◆ **What the task requires**:
List each line in the items below that contains the string "white".

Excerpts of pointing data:
+ + +
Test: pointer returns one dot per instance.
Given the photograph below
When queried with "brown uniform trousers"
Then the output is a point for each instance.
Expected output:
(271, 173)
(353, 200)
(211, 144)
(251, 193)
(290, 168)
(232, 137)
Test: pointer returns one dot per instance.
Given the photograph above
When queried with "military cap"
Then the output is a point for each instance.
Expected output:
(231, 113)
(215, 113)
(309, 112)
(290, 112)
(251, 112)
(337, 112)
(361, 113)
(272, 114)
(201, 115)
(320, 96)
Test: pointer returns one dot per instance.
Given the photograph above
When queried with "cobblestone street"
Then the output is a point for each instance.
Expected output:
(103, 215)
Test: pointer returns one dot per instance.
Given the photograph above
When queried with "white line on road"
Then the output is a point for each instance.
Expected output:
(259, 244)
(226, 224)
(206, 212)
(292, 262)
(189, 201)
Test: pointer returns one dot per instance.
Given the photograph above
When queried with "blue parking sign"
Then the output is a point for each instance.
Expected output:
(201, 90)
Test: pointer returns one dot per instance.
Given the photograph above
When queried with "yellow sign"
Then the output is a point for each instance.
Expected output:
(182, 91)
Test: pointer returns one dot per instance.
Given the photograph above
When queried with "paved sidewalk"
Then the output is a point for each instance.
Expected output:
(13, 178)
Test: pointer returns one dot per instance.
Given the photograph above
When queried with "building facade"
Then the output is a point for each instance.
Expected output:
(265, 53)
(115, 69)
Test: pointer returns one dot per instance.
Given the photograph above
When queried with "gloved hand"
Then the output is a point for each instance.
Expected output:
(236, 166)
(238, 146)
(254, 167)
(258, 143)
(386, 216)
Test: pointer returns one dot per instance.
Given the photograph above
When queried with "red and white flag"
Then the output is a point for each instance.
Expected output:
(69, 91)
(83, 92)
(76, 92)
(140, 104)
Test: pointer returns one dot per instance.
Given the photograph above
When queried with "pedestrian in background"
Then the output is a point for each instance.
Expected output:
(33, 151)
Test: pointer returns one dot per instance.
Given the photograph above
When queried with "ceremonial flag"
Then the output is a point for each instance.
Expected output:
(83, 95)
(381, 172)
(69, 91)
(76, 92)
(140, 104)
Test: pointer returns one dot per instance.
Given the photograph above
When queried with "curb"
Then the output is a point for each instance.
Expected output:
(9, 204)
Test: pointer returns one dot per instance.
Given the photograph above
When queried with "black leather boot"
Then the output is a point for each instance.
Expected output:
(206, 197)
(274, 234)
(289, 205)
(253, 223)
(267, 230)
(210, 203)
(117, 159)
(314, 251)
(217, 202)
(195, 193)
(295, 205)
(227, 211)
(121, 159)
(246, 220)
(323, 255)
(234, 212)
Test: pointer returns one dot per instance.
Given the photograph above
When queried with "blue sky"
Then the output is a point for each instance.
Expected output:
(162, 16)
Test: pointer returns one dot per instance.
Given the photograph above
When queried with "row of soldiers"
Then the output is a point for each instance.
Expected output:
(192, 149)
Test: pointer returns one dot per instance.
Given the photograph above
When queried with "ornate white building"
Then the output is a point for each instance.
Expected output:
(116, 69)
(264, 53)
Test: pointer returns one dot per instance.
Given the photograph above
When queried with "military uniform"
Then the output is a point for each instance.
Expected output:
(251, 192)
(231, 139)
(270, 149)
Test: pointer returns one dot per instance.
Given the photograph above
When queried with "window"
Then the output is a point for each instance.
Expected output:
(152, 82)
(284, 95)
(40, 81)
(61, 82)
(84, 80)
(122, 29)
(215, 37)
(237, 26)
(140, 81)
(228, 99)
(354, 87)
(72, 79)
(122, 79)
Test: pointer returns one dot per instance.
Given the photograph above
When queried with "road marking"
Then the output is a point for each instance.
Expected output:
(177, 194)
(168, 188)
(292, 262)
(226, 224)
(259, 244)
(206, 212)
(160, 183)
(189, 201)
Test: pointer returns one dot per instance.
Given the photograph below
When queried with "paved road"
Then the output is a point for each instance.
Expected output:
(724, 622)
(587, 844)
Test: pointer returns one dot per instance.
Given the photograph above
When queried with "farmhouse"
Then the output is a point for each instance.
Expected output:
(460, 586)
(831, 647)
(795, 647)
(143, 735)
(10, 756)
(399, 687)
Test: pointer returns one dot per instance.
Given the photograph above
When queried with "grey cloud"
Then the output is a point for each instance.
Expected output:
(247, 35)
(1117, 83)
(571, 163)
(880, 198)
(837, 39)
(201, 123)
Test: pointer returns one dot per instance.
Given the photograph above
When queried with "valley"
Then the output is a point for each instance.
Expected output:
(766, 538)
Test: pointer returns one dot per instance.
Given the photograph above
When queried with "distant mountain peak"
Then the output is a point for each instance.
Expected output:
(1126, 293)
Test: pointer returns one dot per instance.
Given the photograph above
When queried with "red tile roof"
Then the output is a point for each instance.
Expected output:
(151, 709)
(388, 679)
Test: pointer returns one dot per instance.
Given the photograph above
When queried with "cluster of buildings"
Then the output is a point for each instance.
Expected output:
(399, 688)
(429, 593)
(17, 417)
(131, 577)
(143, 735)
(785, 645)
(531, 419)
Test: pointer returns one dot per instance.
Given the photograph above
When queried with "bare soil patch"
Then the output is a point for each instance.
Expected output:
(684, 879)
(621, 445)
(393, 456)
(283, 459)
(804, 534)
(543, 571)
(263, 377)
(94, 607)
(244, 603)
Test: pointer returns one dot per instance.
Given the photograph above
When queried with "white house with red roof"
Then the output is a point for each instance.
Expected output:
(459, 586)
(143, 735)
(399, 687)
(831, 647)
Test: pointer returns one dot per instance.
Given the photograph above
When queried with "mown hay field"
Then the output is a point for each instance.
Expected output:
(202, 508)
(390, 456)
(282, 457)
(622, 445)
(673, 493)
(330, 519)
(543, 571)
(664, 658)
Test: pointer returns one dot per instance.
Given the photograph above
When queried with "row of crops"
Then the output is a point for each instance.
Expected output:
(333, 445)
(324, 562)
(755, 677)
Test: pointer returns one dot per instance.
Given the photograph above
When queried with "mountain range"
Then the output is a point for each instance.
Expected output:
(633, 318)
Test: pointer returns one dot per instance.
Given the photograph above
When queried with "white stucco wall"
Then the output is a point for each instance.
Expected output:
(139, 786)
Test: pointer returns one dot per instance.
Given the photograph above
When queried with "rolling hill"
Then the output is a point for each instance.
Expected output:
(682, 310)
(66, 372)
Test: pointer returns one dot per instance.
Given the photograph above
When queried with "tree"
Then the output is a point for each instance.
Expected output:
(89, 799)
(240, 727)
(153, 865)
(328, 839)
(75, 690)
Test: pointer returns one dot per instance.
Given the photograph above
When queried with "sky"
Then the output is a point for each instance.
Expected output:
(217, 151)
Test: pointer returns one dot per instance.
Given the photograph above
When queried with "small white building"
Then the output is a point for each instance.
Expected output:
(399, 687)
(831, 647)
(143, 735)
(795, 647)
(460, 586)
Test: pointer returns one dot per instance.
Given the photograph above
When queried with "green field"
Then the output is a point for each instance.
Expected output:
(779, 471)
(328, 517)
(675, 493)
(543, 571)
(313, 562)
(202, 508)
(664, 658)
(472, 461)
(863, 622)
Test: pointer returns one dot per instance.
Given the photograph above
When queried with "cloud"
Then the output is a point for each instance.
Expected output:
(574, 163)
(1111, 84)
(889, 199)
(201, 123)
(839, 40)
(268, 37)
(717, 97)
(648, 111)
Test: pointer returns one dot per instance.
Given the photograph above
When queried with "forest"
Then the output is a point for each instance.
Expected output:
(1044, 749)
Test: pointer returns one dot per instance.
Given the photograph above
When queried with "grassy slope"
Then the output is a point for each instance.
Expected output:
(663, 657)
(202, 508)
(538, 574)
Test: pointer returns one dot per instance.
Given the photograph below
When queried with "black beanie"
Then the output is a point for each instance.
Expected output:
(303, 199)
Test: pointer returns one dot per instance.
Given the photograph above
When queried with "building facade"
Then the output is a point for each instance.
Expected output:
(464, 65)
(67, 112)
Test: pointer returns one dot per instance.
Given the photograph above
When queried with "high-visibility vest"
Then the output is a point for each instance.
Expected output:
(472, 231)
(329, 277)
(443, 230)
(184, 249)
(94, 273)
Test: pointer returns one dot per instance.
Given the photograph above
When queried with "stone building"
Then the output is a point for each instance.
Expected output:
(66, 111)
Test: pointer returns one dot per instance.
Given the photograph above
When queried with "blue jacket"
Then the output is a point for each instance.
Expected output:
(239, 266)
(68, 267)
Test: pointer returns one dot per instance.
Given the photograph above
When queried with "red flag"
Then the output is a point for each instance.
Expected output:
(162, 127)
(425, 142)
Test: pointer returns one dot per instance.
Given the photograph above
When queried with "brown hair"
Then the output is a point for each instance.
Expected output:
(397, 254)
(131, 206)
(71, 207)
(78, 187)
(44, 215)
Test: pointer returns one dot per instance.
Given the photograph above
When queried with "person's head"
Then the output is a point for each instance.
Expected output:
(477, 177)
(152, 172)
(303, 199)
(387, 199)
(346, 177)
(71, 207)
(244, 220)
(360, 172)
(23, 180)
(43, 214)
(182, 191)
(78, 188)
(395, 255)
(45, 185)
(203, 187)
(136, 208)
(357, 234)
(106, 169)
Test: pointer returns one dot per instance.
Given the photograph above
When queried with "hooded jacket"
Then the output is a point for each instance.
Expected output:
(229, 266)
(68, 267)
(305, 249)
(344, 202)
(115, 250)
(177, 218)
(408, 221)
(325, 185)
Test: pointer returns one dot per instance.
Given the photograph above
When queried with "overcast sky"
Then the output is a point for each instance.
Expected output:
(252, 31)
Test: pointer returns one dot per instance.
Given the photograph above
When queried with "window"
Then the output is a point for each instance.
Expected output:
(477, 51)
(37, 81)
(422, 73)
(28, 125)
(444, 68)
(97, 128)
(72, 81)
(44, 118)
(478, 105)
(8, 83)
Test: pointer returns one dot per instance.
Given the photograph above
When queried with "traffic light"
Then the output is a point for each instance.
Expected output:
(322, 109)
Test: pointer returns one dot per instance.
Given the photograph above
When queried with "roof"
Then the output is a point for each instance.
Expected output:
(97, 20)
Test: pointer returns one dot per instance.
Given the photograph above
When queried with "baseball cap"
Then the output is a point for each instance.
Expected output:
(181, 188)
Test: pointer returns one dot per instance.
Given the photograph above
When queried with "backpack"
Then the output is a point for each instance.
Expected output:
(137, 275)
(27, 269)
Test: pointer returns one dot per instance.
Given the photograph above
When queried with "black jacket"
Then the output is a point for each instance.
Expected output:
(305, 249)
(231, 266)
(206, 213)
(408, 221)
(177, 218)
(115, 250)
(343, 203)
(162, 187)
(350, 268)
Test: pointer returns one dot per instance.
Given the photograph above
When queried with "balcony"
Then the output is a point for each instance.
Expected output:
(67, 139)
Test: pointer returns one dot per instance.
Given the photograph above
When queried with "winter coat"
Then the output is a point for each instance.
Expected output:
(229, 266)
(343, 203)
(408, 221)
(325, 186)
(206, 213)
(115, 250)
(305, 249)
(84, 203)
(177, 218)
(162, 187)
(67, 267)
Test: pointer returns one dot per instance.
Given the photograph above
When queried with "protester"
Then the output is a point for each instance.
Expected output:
+ + +
◆ **Exercise solution**:
When queried with "white line on road"
When queried with "red and white flag"
When queried with "ornate white building"
When queried with "white house with red roof"
When queried with "white stucco wall"
When queried with "small white building"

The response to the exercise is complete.